→ List of tasks
1. In the cgroup rstat excerpt, condense the quoted paragraph that begins "Prevent rstat from disabling interrupts" into one shorter sentence that keeps its main facts.
2. Duplicate the cgroup rstat excerpt word for word, from "Greg in his" to "for each cpu.".

→ Selected extract
--- Start ---
I had these issues with the latest upstream kernels, and have seen a 80 ms
delay.

./trace-cgroup_rstat_flush_locked.sh
Attaching 3 probes...
^C

@cgroup_rstat_flush_locked_us:
[64, 128)              2 |@
  |
[128, 256)             3 |@
  |
[256, 512)             2 |@
  |
[512, 1K)              6 |@@@
  |
[1K, 2K)               8 |@@@@@
  |
[2K, 4K)               3 |@
  |
[4K, 8K)               0 |
   |
[8K, 16K)              0 |
   |
[16K, 32K)             4 |@@
   |
[32K, 64K)            83
|@@@@@@@@@@@@@@@@@@@@@@@@@@@@@@@@@@@@@@@@@@@@@@@@@@@@|
[64K, 128K)           74 |@@@@@@@@@@@@@@@@@@@@@@@@@@@@@@@@@@@@@@@@@@@@@@
   |

@max_us: 79214




Greg in his tests was able to get 45 ms "only"



>
> >
> > Prevent rstat from disabling interrupts while processing all possible
> > cpus. Instead drop and reacquire cgroup_rstat_lock for each cpu.
--- End ---
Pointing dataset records
--- Start ---
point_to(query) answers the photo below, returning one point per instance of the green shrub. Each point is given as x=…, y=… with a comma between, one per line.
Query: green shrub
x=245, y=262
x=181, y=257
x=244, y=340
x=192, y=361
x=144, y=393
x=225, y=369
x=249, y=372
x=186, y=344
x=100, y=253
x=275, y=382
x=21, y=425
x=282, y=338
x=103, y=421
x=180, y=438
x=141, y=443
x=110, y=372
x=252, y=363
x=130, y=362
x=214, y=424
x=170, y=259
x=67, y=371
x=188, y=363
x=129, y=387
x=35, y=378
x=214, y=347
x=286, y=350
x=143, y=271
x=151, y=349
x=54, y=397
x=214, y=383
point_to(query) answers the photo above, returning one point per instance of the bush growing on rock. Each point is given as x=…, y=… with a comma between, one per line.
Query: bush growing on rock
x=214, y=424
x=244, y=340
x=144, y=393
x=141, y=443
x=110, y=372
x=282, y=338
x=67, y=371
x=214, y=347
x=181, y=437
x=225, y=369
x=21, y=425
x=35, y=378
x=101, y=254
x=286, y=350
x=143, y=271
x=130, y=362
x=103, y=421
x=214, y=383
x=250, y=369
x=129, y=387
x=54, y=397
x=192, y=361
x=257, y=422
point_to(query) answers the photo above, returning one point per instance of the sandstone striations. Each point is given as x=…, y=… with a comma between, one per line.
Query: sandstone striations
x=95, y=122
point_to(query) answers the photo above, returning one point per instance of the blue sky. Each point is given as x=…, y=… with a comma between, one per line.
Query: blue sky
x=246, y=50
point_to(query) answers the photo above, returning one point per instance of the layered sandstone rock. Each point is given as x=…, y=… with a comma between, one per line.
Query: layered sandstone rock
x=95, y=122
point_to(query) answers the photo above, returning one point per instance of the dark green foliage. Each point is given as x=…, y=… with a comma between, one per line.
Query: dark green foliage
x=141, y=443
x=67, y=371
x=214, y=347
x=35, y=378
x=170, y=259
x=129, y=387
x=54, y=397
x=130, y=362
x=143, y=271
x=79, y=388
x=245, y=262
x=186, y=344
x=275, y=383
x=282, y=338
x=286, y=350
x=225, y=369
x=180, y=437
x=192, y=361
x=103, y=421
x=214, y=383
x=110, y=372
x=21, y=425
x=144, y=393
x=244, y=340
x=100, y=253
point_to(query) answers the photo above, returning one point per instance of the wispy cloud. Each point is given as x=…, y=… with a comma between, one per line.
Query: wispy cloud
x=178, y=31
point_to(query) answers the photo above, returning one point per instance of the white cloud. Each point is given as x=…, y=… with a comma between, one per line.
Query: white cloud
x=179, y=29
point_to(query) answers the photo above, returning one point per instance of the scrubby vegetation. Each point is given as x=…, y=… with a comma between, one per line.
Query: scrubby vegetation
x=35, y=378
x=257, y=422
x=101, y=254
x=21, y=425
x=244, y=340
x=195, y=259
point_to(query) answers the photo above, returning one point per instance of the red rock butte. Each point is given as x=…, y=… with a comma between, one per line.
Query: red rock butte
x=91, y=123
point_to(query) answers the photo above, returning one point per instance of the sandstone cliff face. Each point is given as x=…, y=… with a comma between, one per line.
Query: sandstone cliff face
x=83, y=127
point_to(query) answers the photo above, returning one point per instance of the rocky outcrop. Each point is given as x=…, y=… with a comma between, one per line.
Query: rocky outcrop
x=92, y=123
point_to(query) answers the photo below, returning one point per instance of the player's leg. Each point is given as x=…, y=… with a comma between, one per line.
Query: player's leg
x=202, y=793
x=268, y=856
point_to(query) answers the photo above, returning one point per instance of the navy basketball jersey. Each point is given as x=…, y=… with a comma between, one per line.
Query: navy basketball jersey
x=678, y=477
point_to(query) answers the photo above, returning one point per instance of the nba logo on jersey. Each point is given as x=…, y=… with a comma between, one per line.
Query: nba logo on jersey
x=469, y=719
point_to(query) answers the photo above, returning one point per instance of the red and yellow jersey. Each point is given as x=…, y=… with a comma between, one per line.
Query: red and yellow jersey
--- End ---
→ Response list
1. Rather than disabling interrupts while rstat processes all possible cpus, drop and reacquire cgroup_rstat_lock for each cpu.

2.
Greg in his tests was able to get 45 ms "only"



>
> >
> > Prevent rstat from disabling interrupts while processing all possible
> > cpus. Instead drop and reacquire cgroup_rstat_lock for each cpu.